**Excerpted data:**
○ ○ ○ ○ ○
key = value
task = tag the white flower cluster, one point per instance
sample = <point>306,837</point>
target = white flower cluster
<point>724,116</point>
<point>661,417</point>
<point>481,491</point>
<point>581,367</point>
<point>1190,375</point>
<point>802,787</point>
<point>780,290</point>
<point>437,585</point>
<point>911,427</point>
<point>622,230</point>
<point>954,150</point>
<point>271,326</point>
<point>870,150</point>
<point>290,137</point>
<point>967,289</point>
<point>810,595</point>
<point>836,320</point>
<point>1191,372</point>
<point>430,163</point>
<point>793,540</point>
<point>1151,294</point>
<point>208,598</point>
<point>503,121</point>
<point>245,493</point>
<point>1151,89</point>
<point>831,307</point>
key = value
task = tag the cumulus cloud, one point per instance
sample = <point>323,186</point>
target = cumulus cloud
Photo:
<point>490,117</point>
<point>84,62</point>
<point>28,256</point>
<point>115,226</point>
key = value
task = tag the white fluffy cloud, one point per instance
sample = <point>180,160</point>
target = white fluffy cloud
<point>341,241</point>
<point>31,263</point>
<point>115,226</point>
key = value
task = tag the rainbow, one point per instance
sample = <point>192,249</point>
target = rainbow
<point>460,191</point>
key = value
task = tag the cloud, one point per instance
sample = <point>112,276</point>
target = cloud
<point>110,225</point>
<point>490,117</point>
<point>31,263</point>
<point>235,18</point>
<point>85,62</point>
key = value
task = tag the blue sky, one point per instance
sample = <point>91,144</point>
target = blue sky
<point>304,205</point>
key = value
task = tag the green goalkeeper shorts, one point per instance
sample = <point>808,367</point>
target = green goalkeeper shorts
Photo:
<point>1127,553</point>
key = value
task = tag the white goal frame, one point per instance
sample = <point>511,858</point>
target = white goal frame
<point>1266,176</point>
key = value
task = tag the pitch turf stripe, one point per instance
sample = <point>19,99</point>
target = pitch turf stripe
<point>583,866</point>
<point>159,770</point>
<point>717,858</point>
○ ○ ○ ○ ○
**Exercise details:** Rewrite the lines above, changing every "one point per instance" to "one point per object" and leaving everything else unchanged.

**The reply:**
key = value
task = tag the white flower cluster, one point per object
sample = <point>306,837</point>
target = white flower cluster
<point>724,116</point>
<point>661,417</point>
<point>481,491</point>
<point>581,367</point>
<point>1190,375</point>
<point>802,787</point>
<point>780,290</point>
<point>437,585</point>
<point>911,427</point>
<point>622,230</point>
<point>954,150</point>
<point>271,326</point>
<point>870,150</point>
<point>290,137</point>
<point>967,289</point>
<point>810,595</point>
<point>836,320</point>
<point>1191,372</point>
<point>430,163</point>
<point>793,540</point>
<point>1151,294</point>
<point>208,598</point>
<point>503,121</point>
<point>245,493</point>
<point>1151,89</point>
<point>831,307</point>
key = value
task = tag the cumulus cloud, one point per object
sample = <point>323,186</point>
target = cumulus cloud
Photo:
<point>490,117</point>
<point>84,62</point>
<point>28,256</point>
<point>115,226</point>
key = value
task = tag the white fluffy cloud, one point per object
sample = <point>180,160</point>
target = white fluffy cloud
<point>341,241</point>
<point>31,263</point>
<point>115,226</point>
key = value
task = tag the rainbow, one point per object
sample = <point>192,249</point>
target = rainbow
<point>460,191</point>
key = value
task = tag the cloud, one point per object
sample = <point>112,276</point>
target = cloud
<point>110,225</point>
<point>490,117</point>
<point>31,263</point>
<point>235,18</point>
<point>85,62</point>
key = value
task = tag the blue sky, one point per object
sample = <point>91,144</point>
target = blue sky
<point>304,205</point>
key = value
task = tag the green goalkeeper shorts, one point per object
sample = <point>808,367</point>
target = green goalkeeper shorts
Photo:
<point>1127,553</point>
key = value
task = tag the white goal frame, one point per object
sample = <point>511,858</point>
target = white goal frame
<point>1266,176</point>
key = value
task = tag the pitch turf stripe, one point per object
sample = <point>19,99</point>
target = pitch turf stripe
<point>583,866</point>
<point>159,770</point>
<point>717,858</point>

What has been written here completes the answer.